→ **Instructions for the task**: Below are two blocks of rows. Transcribe character for character everything from the line containing "target: gravestone" up to and including the line containing "M 310 191 L".

→ **Recorded information**:

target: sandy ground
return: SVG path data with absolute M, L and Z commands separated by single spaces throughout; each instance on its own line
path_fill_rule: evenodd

...

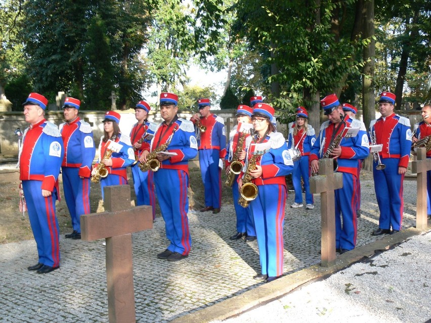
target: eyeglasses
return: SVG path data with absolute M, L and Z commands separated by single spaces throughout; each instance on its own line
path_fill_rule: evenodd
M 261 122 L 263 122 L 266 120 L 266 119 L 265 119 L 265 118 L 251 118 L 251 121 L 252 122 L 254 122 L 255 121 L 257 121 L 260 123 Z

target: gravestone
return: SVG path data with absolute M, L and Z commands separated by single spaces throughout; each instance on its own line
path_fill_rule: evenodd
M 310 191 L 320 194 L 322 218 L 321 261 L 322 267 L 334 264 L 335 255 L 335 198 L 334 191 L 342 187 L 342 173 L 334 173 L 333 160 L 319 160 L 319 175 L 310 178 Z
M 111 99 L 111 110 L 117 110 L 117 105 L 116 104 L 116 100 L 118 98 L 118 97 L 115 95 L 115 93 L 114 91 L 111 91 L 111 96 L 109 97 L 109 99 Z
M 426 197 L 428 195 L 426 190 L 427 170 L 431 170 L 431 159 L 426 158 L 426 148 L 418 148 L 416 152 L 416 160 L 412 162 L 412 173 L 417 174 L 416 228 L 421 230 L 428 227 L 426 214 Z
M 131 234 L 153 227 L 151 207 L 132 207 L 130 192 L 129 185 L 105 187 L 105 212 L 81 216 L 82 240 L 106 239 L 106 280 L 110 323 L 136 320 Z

→ **Solution for this task**:
target: gravestone
return: SVG path data with absolute M, L and Z commands separated by single spaces throughout; each instance on its own line
path_fill_rule: evenodd
M 310 191 L 320 194 L 322 218 L 321 261 L 322 267 L 334 264 L 335 255 L 335 198 L 334 191 L 342 187 L 342 173 L 334 173 L 333 160 L 319 160 L 319 175 L 310 178 Z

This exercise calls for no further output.